But now I'm thinking, our hardware is still in assembly so we're running all these tests on Keil MCB1800 evaluation board. Unfortunately, the LPC1857 installed on this board has the initial HW revision which, according to errata, has some issues with APB bus bridge peripherals. It's not specified that there could be some interactions while using both controllers simultaneously. And, by precaution, we don't use any other peripherals while doing CAN tests. Do you think this issue can be related to this HW bug?
Update. The extra frames issue seems to come from Rx side. Checking the IDs before transmitting give me the wrong ones (0xE8, 0xF8 etc). Some kind of partial overwrite in Rx message-object, is this possible?
Another thing, probably not related to this. This is from NXPs SetMsgObject function but CMSIS driver uses a similar mechanism.
My problem, while running tests this if() is never false, every time it is a standard ID and the bit 30 is never set.
For test purposes I had to use if (pMsgObj->id <= 0x7FF) but it shouldn't be like this. In my case the pMsgObj->id contains the real ID, like extended ID 0x100A00 so 0x100A00 & 0x40000000 will be always 0. Is there any additional step to mark the incoming frames as extended ID?
Thanks again!
I think with repeated IDs you are actually having a problem with reception happening while you are starting a transmission.
I think you will have to either use FIFO or use a message queue (or some other array) for buffering received messages.
If you can receive all messages when you are only testing the reception then you have to ensure they are buffered before you try to send them otherwise some overwrite will happen as it seems is happening in your case.
I don't think this is a hardware issue.
It looks like at some point there are very short times between two messages thus new message is received before previous wan was loaded for transmission thus new data was read from new received message and then loading for transmission continues with now changed data.
About the extended frame, as you can see in the piece of code you posted it seems that bit 30 is a flag specifying the extended frame, because you need a way to differentiate standard IDs and extended IDs.

▸ Dataset section:
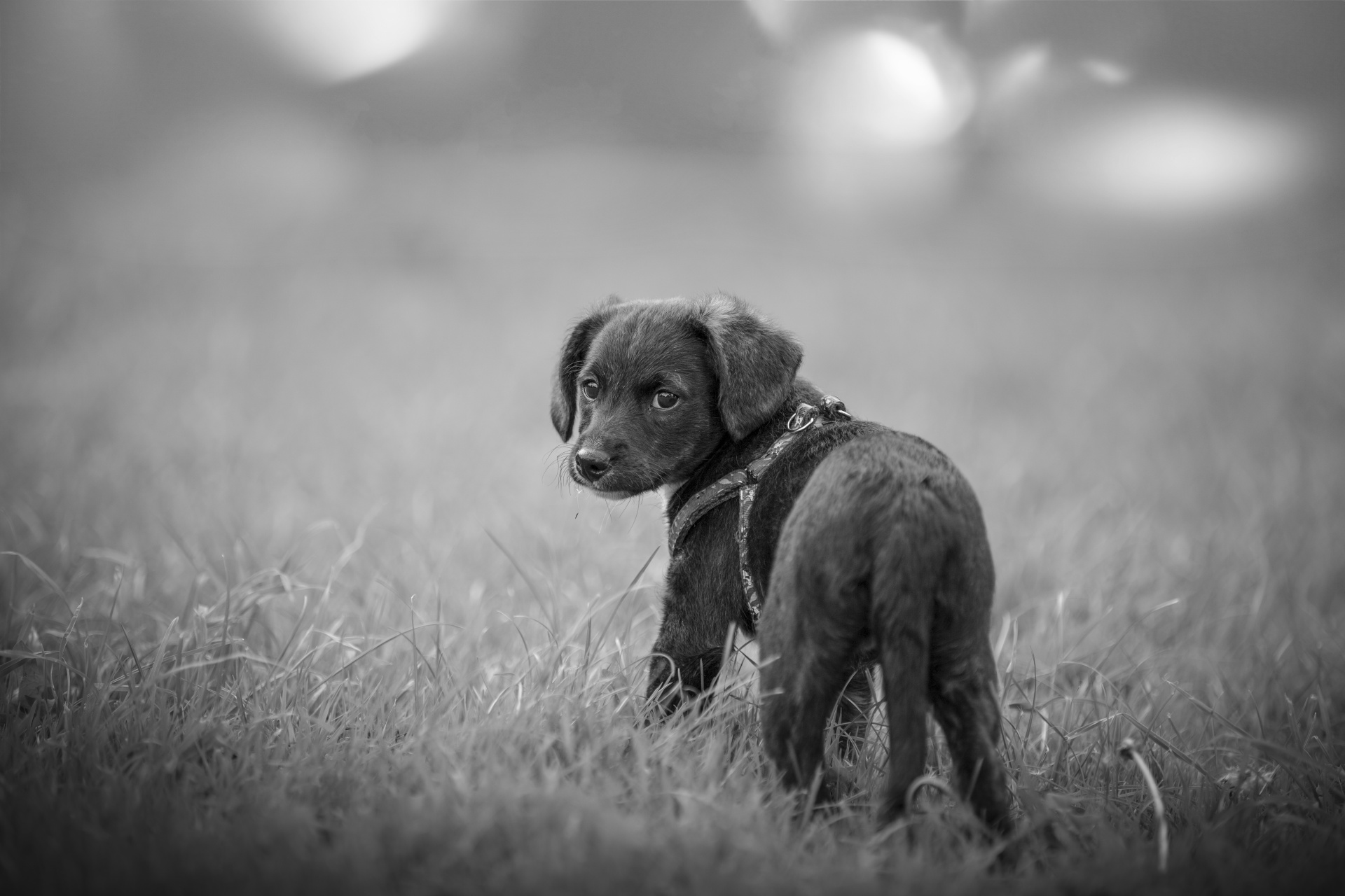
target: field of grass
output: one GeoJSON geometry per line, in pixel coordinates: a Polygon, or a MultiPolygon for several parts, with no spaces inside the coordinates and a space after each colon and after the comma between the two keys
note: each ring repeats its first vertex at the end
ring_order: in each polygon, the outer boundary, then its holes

▸ Problem 1: List every distinct hexadecimal value that appears in the forum thread about CAN bus testing, counting each value once.
▸ Problem 2: From the CAN bus forum thread, reproduce word for word the passage from "If you can receive" up to and including "and extended IDs.".
▸ Problem 3: Carry the CAN bus forum thread forward from its last sentence.

▸ Task result 1: 0xE8, 0xF8, 0x7FF, 0x100A00, 0x40000000

▸ Task result 2:
If you can receive all messages when you are only testing the reception then you have to ensure they are buffered before you try to send them otherwise some overwrite will happen as it seems is happening in your case.
I don't think this is a hardware issue.
It looks like at some point there are very short times between two messages thus new message is received before previous wan was loaded for transmission thus new data was read from new received message and then loading for transmission continues with now changed data.
About the extended frame, as you can see in the piece of code you posted it seems that bit 30 is a flag specifying the extended frame, because you need a way to differentiate standard IDs and extended IDs.

▸ Task result 3:
To specify extended frame your ID should have bit 30 set to 1.
Your ID 0x100A00 would be specified as 0x40100A00.
I couldn't stop thinking about how both specific IDs were affected. I can understand the eventual timing issue between Tx and Rx but why only these 2 and only on CAN2? So today I ran the same load test on out previous LPC1756 hardware. Guess what? Got the same result after 100K+ frames. Different hardware, different CAN driver architecture but same canalyzer. So I put the logic probes on both CAN channels to see what exactly is going on.
Here it is, the bottom is CAN2 the top is CAN1 (btw, do you see how ridiculously small is the timing between frames?)
As you can see, at the moment when canalyzer sends 0x0C2 from CAN2 channel, it also sends the 0x0E1 from CAN1 channel. And somehow the data is mixed, the CAN1 frame data goes to CAN2 frame data. We use a quite expensive muti-protocol tool and this is clearly a bug on their side, nothing to do with us. Same is happening to those extra IDs, this time the tool messes with ID only, I can see them physically present on the CAN bus. Once more, nothing related to CAN driver.
So my guess this is it, all works as expected.
Look, without breaking the privacy policies I'd like to reach you to express our gratitude. Without your help and your knowledge, this project would take awhile to achieve, non-working CAN was the blocking issue. Thank you very much!
The space between frames is so called 'interframe space' and it needs to be minimum 3 bits long, so, yes, very short space between.
I'm very happy you managed to solve the problem, and that I was able to help.
Don't worry about expressing your gratitude, a simple thank you is just fine :-)